◆ **Items listed in a dataset**
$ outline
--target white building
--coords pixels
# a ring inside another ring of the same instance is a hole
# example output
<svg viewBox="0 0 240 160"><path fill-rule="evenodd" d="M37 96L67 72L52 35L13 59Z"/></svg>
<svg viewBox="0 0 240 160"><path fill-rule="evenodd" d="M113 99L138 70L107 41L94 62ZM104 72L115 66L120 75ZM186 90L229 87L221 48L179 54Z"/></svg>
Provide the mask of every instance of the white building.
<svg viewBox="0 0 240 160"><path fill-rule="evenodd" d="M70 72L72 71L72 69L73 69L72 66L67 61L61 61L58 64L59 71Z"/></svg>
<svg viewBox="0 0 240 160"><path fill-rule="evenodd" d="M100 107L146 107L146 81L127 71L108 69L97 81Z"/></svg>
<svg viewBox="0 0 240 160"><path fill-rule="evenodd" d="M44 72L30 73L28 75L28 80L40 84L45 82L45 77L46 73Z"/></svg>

◆ **Exercise details**
Beginning at the line above with "# a ring inside" and finishing at the line with "99L138 70L107 41L94", return each line exactly and return nothing else.

◆ **Solution to this task**
# a ring inside another ring of the same instance is a hole
# example output
<svg viewBox="0 0 240 160"><path fill-rule="evenodd" d="M37 96L67 72L52 35L13 59Z"/></svg>
<svg viewBox="0 0 240 160"><path fill-rule="evenodd" d="M113 99L138 70L107 41L94 62ZM104 72L115 66L120 75ZM186 90L229 87L221 48L179 54Z"/></svg>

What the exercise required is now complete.